TÂCHE DEMANDÉE A
Répondez à ces questions à partir du texte sur le désistement du preneur dans le renouvellement d'un bail commercial :
(i) Quel article de quelle loi prévoit cette faculté de désistement ?
(ii) Dans quel délai ultime le preneur doit-il se désister ?
(iii) Dans quelle situation le preneur se retrouve-t-il après s'être désisté ?

Dans le cadre d'une procédure de renouvellement de bail commercial, le preneur peut être amené à se désister de sa demande. Ce droit, prévu par la loi sur les baux commerciaux, suscite de nombreuses interrogations quant à sa mise en œuvre concrète, ses effets juridiques ainsi que les conséquences financières potentielles pour le preneur. Le présent article vise à exposer les contours légaux de cette faculté, ses limites et les risques à anticiper.
L’article 20 de la loi du 30 avril 1951 relative aux baux commerciaux prévoit que :
"Le bail est renouvelé aux prix et conditions fixés par le juge si le jugement rendu en premier ressort n'a pas été frappé d'appel ou si, dans les quinze jours de la signification du jugement rendu en degré d'appel, le preneur ne s'est pas désisté de sa demande de renouvellement."
Il ressort de ce texte que le preneur dispose d’une faculté de se désister de sa demande de renouvellement.
Ce droit au désistement est inconditionnel : le preneur n’a pas à motiver sa décision, ni à remplir des conditions particulières. La seule limite est fixée par le délai ultime de quinze jours suivant la signification du jugement d’appel. Toutefois, ce délai ne constitue pas un point de départ mais une échéance, de sorte que le désistement peut être valablement notifié avant cette date[1].
Certaines décisions anciennes ont cependant limité cette faculté en refusant le désistement en dehors de la quinzaine suivant la signification du jugement rendu en degré d’appel. En ce sens, il a été jugé que le preneur ne pouvait se désister avant que le tribunal n’ait statué et qu’il ne pouvait certainement pas le faire durant l’expertise[2].
Le désistement de la demande de renouvellement emporte des conséquences immédiates et rétroactives. Le preneur perd tout droit au renouvellement et se retrouve occupant sans titre.

DONNÉES FOURNIES
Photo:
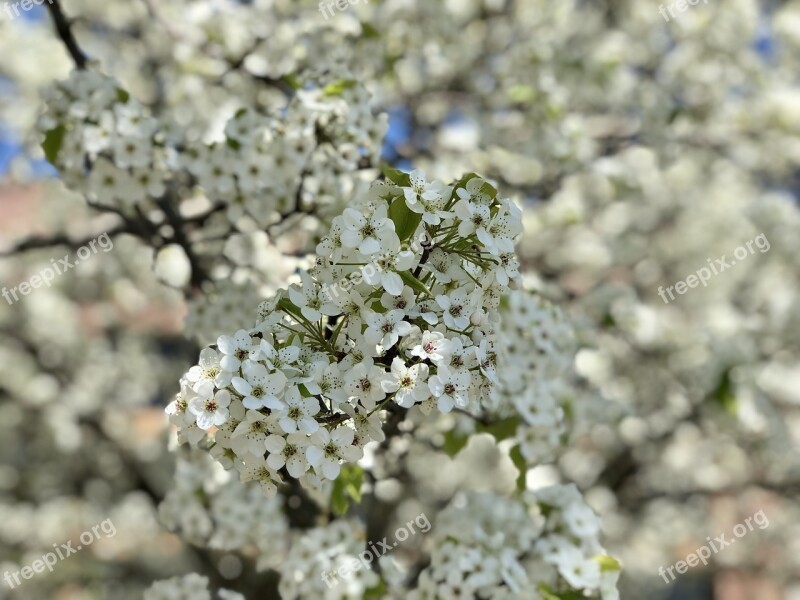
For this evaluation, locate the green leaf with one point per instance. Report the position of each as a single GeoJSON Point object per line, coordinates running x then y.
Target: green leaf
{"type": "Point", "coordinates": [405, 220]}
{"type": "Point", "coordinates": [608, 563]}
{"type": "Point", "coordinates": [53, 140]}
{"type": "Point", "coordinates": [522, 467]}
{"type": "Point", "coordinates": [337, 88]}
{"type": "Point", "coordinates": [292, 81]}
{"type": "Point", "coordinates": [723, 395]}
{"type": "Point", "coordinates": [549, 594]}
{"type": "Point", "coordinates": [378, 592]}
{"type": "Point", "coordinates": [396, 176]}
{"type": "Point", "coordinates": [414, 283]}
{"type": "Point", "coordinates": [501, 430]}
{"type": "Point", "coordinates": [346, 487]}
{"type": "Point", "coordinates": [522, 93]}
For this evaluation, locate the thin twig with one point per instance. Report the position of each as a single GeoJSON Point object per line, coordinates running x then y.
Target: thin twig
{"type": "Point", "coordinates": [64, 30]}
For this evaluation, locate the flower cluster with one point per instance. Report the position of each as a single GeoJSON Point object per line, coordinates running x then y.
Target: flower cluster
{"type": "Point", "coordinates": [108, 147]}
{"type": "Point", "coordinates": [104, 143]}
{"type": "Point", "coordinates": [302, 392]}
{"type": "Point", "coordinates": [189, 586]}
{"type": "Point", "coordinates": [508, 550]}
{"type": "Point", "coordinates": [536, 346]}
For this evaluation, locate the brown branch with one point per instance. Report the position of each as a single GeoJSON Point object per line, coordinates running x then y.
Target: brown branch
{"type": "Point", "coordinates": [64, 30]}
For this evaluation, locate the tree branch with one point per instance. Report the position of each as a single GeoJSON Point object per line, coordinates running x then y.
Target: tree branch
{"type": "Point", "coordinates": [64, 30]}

TÂCHE DEMANDÉE B
Dans les entrées, reprenez les lignes qui vont de celle contenant « For this evaluation, locate the tree » jusqu'à la fin des entrées, en y remplaçant « tree branch » par « dead branch ». Le reste ne doit pas changer.

RÉPONSE ATTENDUE A
(i) L'article 20 de la loi du 30 avril 1951 relative aux baux commerciaux.
(ii) Dans les quinze jours suivant la signification du jugement rendu en degré d'appel.
(iii) Il perd tout droit au renouvellement et se retrouve occupant sans titre.

RÉPONSE ATTENDUE B
For this evaluation, locate the dead branch with one point per instance. Report the position of each as a single GeoJSON Point object per line, coordinates running x then y.
Target: dead branch
{"type": "Point", "coordinates": [64, 30]}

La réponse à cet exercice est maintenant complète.